→ PROBLEM STATEMENT: Find every line in the records that contains the string "white" and copy each one in full. Matching is case-sensitive.

++++++++++++++++++++

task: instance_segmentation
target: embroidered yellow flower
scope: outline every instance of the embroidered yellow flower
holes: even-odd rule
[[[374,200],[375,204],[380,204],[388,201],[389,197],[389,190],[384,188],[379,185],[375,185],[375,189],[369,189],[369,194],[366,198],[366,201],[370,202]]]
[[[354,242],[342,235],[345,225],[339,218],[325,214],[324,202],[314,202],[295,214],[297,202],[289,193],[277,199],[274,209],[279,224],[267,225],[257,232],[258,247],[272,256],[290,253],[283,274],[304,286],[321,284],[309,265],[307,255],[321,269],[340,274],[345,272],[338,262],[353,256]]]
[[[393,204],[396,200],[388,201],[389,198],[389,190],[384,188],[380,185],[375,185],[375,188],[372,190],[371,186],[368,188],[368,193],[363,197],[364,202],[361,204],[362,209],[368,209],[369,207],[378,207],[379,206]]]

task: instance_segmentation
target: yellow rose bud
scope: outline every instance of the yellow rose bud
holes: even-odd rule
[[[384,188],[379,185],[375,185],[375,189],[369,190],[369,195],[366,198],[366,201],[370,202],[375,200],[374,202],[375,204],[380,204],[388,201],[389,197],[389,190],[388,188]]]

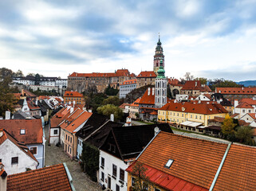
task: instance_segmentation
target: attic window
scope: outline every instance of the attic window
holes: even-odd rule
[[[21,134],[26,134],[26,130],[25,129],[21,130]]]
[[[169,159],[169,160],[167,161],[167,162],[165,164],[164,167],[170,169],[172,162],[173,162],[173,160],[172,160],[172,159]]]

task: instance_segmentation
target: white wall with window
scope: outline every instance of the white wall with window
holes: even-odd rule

++++++++++++++++++++

→ EXERCISE RESPONSE:
target: white wall with window
scope: outline every instance of the white wall with window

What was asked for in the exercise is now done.